:: TEXT ::
In [1]:
import os
from dotenv import load_dotenv
load_dotenv()
os.environ["GOOGLE_API_KEY"] = os.getenv('GG_API_KEY')
from langchain_google_genai import ChatGoogleGenerativeAI

llm = ChatGoogleGenerativeAI(
    model="gemini-2.0-flash",
    temperature=0,
    max_tokens=None,
    timeout=None,
    max_retries=2,
)

In [7]:
from langchain_community.document_loaders import TextLoader
from langchain_text_splitters import RecursiveCharacterTextSplitter, Language
from langchain_huggingface import HuggingFaceEmbeddings
from langchain_postgres.vectorstores import PGVector
from langchain_core.output_parsers import StrOutputParser
from langchain_core.prompts import ChatPromptTemplate
from pydantic import BaseModel
from langchain_core.runnables import RunnablePassthrough
from langchain_core.documents import Document
from langchain.retrievers.multi_vector import MultiVectorRetriever
from langchain.storage import InMemoryStore
import uuid

# MultiVectorRetriever

In [5]:
connection = "postgresql+psycopg://langchain:langchain@localhost:6024/langchain"

:: TASKS TO CARRY OUT ::
1. Answer these about the LangChain notebook code:
(a) What model name is passed to ChatGoogleGenerativeAI?
(b) What value is set for max_retries?
(c) What port number appears in the connection string?
2. Extend the LangChain notebook code by writing the cells that follow its final connection string line.

:: SOURCE MATERIAL ::
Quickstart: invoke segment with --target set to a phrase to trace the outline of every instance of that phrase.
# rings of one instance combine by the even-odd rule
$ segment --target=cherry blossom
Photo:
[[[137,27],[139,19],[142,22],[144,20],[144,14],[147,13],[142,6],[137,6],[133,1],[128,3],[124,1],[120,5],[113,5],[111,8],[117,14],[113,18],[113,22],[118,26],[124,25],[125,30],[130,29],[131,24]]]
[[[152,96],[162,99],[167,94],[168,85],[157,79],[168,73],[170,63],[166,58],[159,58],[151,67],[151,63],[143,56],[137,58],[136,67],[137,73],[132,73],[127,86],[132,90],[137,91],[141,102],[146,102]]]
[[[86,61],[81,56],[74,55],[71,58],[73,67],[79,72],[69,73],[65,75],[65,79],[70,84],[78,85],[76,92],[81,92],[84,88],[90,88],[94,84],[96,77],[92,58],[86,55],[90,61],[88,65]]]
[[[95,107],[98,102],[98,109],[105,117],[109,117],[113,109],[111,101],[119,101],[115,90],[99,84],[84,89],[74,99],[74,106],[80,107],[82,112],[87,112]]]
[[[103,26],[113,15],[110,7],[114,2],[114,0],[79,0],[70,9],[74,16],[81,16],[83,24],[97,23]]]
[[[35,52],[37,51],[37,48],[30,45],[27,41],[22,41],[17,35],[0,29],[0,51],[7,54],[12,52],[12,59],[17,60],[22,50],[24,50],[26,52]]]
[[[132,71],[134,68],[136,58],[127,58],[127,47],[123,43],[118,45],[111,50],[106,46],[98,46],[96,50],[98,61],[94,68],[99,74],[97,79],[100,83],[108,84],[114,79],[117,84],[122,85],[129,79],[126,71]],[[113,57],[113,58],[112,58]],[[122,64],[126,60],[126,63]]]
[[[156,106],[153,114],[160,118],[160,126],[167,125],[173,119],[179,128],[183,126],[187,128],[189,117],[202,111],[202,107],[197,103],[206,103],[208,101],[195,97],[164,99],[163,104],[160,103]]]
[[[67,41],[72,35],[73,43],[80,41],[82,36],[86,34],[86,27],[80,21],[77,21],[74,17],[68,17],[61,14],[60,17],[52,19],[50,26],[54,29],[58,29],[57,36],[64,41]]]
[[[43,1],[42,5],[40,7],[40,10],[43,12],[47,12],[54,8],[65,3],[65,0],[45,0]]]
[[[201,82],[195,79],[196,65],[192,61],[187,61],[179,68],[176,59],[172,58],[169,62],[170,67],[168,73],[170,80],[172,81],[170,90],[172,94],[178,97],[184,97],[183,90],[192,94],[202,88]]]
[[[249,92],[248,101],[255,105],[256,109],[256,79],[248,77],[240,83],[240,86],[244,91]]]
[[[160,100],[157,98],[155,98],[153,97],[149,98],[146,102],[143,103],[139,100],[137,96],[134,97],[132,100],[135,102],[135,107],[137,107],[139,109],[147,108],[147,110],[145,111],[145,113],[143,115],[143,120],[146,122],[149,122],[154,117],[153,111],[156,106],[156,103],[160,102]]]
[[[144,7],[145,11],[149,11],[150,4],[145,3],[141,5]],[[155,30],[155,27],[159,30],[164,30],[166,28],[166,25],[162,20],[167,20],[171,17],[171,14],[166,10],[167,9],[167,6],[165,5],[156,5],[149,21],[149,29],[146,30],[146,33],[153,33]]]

:: ANSWER LIST ::
1.
(a) gemini-2.0-flash
(b) 2
(c) 6024

2.
collection_name = "summaries"
embeddings_model = HuggingFaceEmbeddings()

In [9]:
loader = TextLoader("./readme.md", encoding="utf-8")
docs = loader.load()
	
print("length of loaded docs: ", len(docs[0].page_content))
# Split the document
splitter = RecursiveCharacterTextSplitter.from_language(language=Language.MARKDOWN, chunk_size=2000, chunk_overlap=200)
chunks = splitter.split_documents(docs)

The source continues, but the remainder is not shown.